Passage provided:
- - - - - - -

Posts Tagged ‘retailer’
Retailers are part of your marketing

If you are an entrepreneur and still haven’t heard of Marketing Mixand four Ps of marketing, hurry up and do some reading.
Basicly the four Ps, Product, Price, Place and Promotion together make your target where your would like your product to be. Promotion includes what most people wrongly think is “marketing” - the advertising, PR and what ever the sales person tells you. But like the fancy graph above (marketing for girls, should also look like girls, right?) shows, Promotion is only one part of the Big Marketing Mix.
I’ve had several interesting discussions with the women in our network this week, and seems like many people struggle with one part of the marketing mix - the Place.
PLACE
-Distribution, market coverage, channel members, inventory management, warehousing, distribution centers, order processing, transportation, reverse logistics
Ok, I understand that now you might feel that your company is so small, you might never have a “distribution center” and your “transportation” is you going to the post office and mailing your products, and “market coverage” is only a word you can dream of, and this post is not worth reading.
No, this post is specifically for you - the small business owner, the mom making her products from home, and even for the designer who already has many retailers but doesn’t understand why it isn’t working out the way she thought it would.

- - - - - - -

(Excerpts of labeled region data)

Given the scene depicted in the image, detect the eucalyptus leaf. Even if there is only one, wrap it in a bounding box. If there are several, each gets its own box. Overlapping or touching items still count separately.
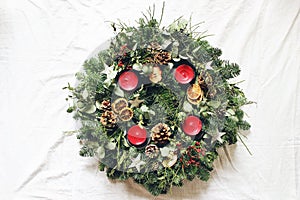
[82,89,89,99]
[132,63,142,71]
[114,86,124,97]
[226,109,235,116]
[96,146,105,159]
[96,101,101,110]
[105,142,117,150]
[160,147,171,157]
[183,101,193,112]
[77,101,84,110]
[207,101,221,108]
[82,104,96,114]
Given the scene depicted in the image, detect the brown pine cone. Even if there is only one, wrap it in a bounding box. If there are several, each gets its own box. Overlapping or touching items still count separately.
[153,51,172,65]
[151,123,172,145]
[119,107,133,121]
[100,100,111,111]
[100,111,117,128]
[145,144,159,158]
[112,98,128,113]
[147,42,161,52]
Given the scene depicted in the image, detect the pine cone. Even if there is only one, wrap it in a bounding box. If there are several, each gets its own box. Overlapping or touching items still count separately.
[153,51,172,65]
[100,100,111,111]
[112,98,128,113]
[151,123,172,145]
[119,107,133,121]
[100,111,117,128]
[147,42,161,52]
[145,144,159,158]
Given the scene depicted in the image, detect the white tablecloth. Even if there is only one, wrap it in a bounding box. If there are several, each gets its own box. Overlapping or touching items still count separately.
[0,0,300,200]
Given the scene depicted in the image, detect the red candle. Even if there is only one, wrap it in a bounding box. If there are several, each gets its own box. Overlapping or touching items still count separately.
[175,64,195,84]
[182,115,202,136]
[118,71,139,91]
[127,125,147,146]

- - - - - - -

Task instructions: What does the post on retailers and the marketing mix say, word for word, from "Posts Tagged ‘retailer’" up to and including "Big Marketing Mix."?

Result of this exercise:
Posts Tagged ‘retailer’
Retailers are part of your marketing

If you are an entrepreneur and still haven’t heard of Marketing Mixand four Ps of marketing, hurry up and do some reading.
Basicly the four Ps, Product, Price, Place and Promotion together make your target where your would like your product to be. Promotion includes what most people wrongly think is “marketing” - the advertising, PR and what ever the sales person tells you. But like the fancy graph above (marketing for girls, should also look like girls, right?) shows, Promotion is only one part of the Big Marketing Mix.